* Begin Reading passage *

The asset finance markets have been experiencing some of their highest-ever levels of growth in recent years. And with the economy in the Eurozone, UK and US recovering from a series of financial shocks, the industry looks set to see steady-to-strong growth in the foreseeable future.

The success of such activities has been somewhat in spite of, rather than because of the current credit environment, though. The collapse of Lehman Brothers in 2008 led to banks being more cautious in their lending, and the conduits to finance for finance companies from market leaders such as VW Finance down to companies with small sub-£50m (€62m) portfolios have barely got any easier to find since.

Regulators’ measures
Some of the measures taken by Europe’s regulators to ensure banks are able to keep on lending without the risk of collapse have in their own way contributed to the problems finance companies have had in accessing funds through traditional routes.
Major lending banks such as the Royal Bank of Scotland, Barclays and even overseas institutions such as Investec and BNP Paribas all have to maintain a higher level of reserve capital to cover their loans than was the case in the credit-rich days of 2006 and 2007.

The situation is not restricted to the UK however; banking standards agreed across the EU and in other territories also put additional pressures on lenders, and in turn the finance companies that remain so reliant on a flow of funds.

* End Reading passage *

### Objective
Return, word for word, the part of the asset finance passage that opens with the words containing "The asset finance" and closes with "to find since.". The records were drawn from a separate source.

* Begin Data lines *

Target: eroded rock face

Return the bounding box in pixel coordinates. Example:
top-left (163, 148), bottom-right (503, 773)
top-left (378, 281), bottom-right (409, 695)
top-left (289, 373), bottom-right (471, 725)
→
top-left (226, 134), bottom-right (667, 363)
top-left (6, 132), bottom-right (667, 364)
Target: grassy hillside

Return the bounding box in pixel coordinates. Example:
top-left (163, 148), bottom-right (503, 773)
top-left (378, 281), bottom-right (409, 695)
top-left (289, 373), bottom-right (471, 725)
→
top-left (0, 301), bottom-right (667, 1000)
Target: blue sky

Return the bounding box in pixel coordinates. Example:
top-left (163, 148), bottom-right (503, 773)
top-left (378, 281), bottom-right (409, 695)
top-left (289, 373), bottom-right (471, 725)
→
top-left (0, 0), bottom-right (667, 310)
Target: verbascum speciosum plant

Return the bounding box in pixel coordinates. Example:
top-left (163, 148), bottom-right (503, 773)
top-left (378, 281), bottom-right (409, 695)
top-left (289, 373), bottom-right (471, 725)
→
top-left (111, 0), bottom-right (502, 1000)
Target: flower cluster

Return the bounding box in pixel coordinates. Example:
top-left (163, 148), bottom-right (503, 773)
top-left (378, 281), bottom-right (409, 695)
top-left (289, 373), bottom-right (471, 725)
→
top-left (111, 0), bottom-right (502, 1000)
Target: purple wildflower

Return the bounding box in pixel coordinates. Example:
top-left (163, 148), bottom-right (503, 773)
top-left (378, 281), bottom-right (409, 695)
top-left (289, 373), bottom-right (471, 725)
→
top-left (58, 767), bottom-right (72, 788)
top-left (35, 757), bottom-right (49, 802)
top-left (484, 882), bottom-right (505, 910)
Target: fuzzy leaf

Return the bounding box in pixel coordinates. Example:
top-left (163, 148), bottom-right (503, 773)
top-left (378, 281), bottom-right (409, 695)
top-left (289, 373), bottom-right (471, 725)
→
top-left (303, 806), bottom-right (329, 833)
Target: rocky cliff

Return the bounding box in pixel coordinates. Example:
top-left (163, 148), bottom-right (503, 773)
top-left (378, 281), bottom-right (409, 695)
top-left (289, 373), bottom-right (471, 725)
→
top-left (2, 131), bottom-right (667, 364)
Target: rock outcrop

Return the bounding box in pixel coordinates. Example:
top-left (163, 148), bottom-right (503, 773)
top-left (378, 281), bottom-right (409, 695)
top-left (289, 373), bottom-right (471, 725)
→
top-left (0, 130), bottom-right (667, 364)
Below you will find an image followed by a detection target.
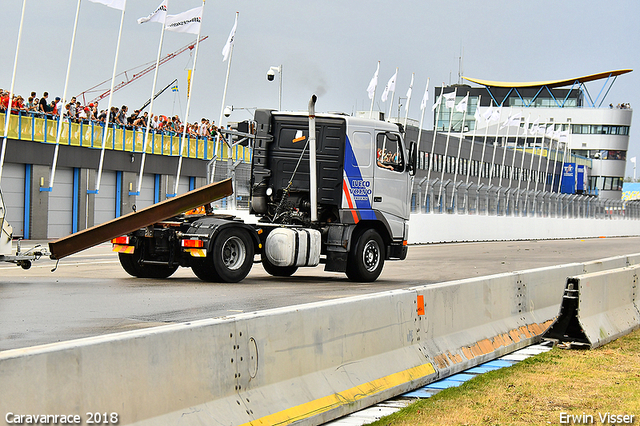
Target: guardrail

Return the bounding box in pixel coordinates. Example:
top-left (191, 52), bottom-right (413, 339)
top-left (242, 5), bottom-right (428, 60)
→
top-left (0, 112), bottom-right (251, 162)
top-left (0, 255), bottom-right (640, 425)
top-left (411, 179), bottom-right (640, 220)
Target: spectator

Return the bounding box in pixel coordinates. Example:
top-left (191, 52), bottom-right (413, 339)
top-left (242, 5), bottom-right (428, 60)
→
top-left (38, 92), bottom-right (50, 114)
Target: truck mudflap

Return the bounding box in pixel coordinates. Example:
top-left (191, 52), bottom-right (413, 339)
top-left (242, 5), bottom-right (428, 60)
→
top-left (49, 179), bottom-right (233, 260)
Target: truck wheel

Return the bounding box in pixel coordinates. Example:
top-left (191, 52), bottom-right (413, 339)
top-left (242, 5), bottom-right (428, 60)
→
top-left (118, 253), bottom-right (178, 279)
top-left (262, 253), bottom-right (298, 277)
top-left (191, 228), bottom-right (254, 283)
top-left (346, 229), bottom-right (385, 282)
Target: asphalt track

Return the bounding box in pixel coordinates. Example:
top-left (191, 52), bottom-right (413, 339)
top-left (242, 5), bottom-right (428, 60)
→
top-left (0, 237), bottom-right (640, 350)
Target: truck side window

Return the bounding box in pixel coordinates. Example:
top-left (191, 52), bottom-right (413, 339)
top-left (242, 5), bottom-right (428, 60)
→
top-left (376, 133), bottom-right (404, 172)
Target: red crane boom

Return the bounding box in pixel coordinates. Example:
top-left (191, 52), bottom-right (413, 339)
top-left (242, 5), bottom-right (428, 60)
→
top-left (76, 36), bottom-right (209, 105)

* End Data lines *

### Exercise answer
The asset finance markets have been experiencing some of their highest-ever levels of growth in recent years. And with the economy in the Eurozone, UK and US recovering from a series of financial shocks, the industry looks set to see steady-to-strong growth in the foreseeable future.

The success of such activities has been somewhat in spite of, rather than because of the current credit environment, though. The collapse of Lehman Brothers in 2008 led to banks being more cautious in their lending, and the conduits to finance for finance companies from market leaders such as VW Finance down to companies with small sub-£50m (€62m) portfolios have barely got any easier to find since.